#### PROBLEM DETAILS
Without changing anything, transcribe all of the entries.

(Stored items from a collection)
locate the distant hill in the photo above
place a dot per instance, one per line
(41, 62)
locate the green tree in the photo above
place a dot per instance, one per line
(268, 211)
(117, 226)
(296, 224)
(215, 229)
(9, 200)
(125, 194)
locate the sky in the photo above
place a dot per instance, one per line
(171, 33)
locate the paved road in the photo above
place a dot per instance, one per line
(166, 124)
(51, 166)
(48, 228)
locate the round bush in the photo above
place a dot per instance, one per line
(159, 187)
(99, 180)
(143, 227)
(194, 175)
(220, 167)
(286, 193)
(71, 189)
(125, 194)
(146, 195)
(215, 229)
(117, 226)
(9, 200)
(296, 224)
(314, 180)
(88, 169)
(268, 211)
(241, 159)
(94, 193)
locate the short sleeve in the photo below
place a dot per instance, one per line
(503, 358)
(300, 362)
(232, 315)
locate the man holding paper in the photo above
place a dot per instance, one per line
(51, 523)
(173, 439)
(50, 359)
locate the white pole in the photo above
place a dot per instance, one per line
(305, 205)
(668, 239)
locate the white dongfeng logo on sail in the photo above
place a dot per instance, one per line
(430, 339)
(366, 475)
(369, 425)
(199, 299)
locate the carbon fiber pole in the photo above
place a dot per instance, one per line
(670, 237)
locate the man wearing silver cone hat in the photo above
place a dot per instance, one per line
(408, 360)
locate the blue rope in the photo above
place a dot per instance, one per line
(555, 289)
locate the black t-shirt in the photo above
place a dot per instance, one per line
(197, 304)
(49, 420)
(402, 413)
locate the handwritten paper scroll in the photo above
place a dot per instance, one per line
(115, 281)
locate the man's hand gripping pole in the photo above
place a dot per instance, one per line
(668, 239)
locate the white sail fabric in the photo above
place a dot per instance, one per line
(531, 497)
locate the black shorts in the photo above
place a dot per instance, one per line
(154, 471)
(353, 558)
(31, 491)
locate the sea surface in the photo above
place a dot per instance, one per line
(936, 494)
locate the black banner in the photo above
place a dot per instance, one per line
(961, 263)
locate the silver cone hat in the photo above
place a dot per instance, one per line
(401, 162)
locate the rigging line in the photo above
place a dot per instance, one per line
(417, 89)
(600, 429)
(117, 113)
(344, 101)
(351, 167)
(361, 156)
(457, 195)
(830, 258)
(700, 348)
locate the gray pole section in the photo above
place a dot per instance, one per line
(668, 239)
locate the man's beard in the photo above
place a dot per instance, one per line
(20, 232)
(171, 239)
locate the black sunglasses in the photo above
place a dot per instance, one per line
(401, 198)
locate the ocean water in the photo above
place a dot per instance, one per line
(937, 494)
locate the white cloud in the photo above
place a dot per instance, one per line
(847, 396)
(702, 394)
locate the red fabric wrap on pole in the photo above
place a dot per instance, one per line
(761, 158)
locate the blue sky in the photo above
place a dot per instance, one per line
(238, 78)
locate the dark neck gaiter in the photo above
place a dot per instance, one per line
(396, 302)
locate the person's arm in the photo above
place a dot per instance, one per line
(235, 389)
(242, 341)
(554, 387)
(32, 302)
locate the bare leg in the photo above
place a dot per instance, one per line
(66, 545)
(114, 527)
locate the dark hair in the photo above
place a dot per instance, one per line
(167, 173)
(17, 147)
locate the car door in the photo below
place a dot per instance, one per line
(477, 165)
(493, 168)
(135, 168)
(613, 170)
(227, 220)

#### SOLUTION TO THIS TASK
locate the distant hill in the photo above
place a dot per instance, one per line
(41, 62)
locate the green tree in the photo above
place a dot per instance, one per line
(268, 211)
(117, 226)
(296, 224)
(215, 229)
(9, 200)
(125, 194)
locate the sky in the photo above
place a dot per instance, one per line
(171, 33)
locate the paved road in the photo above
place a dot per instance, one per line
(166, 124)
(51, 166)
(48, 228)
locate the round bush in the photo above
place a dot per instance, one per line
(159, 187)
(99, 180)
(143, 227)
(194, 175)
(220, 167)
(286, 193)
(71, 189)
(125, 194)
(146, 195)
(215, 229)
(117, 226)
(9, 200)
(296, 224)
(314, 180)
(88, 169)
(268, 211)
(241, 159)
(94, 193)
locate the short sleeve in the photo below
place a dot per instance, one per line
(503, 358)
(300, 362)
(232, 315)
locate the man holding paper in the photo above
place a dot per instance, one per line
(51, 523)
(173, 439)
(50, 359)
locate the white pole in the photo above
place a dot per instance, one per line
(305, 205)
(668, 239)
locate the white dongfeng logo on sail in the photo above
place a dot per instance, one per line
(430, 339)
(366, 475)
(369, 425)
(199, 299)
locate the carbon fiber pole in the photo above
place a dot per instance, one per line
(670, 237)
locate the man wearing silver cone hat in the photo above
place a dot per instance, one per line
(408, 360)
locate the blue rope in the photo above
place a dot per instance, one per line
(555, 289)
locate the black t-shirt in the photo above
place a dot per instance, one per line
(197, 304)
(49, 420)
(402, 413)
locate the handwritten paper scroll in the photo above
place a dot per instance, one per line
(115, 281)
locate the man's hand gripping pole in the photo above
place a dot per instance, one per line
(668, 239)
locate the white sail fabric in the photo above
place a dot per instance, one per line
(531, 497)
locate the black shorts in the photo above
place a dot per instance, one per line
(154, 471)
(353, 558)
(31, 491)
locate the sea surface in the photo above
place a dot per instance, one per line
(936, 494)
locate the black banner in the photo above
place a dot per instance, one per line
(961, 263)
locate the silver cone hat in the photo above
place a dot per instance, one per line
(401, 162)
locate the rigging line in the photo above
place a dot per instance, one per line
(417, 89)
(600, 429)
(117, 113)
(344, 101)
(351, 167)
(361, 156)
(457, 195)
(830, 258)
(700, 348)
locate the gray pole section in the photo above
place a dot per instance, one per line
(668, 239)
locate the man's beard in the photo above
place a dot per instance, one per line
(20, 232)
(171, 239)
locate the black sunglasses in the photo above
place a dot per instance, one per line
(401, 198)
locate the ocean water in the photo above
place a dot per instance, one per line
(937, 494)
locate the white cloud in the photo above
place a dot per instance, one per line
(847, 396)
(702, 394)
locate the red fabric wrap on pole in the photo above
place a dot per instance, one per line
(761, 158)
locate the blue sky in the photo above
place a dot per instance, one per line
(238, 78)
locate the dark neck gaiter in the photo above
place a dot per instance, one per line
(396, 302)
locate the person's arm in the photo above
place a dot per instance, one per line
(235, 389)
(242, 341)
(554, 387)
(32, 302)
locate the bare leg in the photo above
place a dot per instance, one per line
(66, 545)
(114, 527)
locate the dark hair in the photo above
place a dot per instance, one per line
(167, 173)
(17, 147)
locate the car door in the photo below
place a dot per instance, one per line
(477, 165)
(493, 168)
(135, 168)
(613, 170)
(227, 220)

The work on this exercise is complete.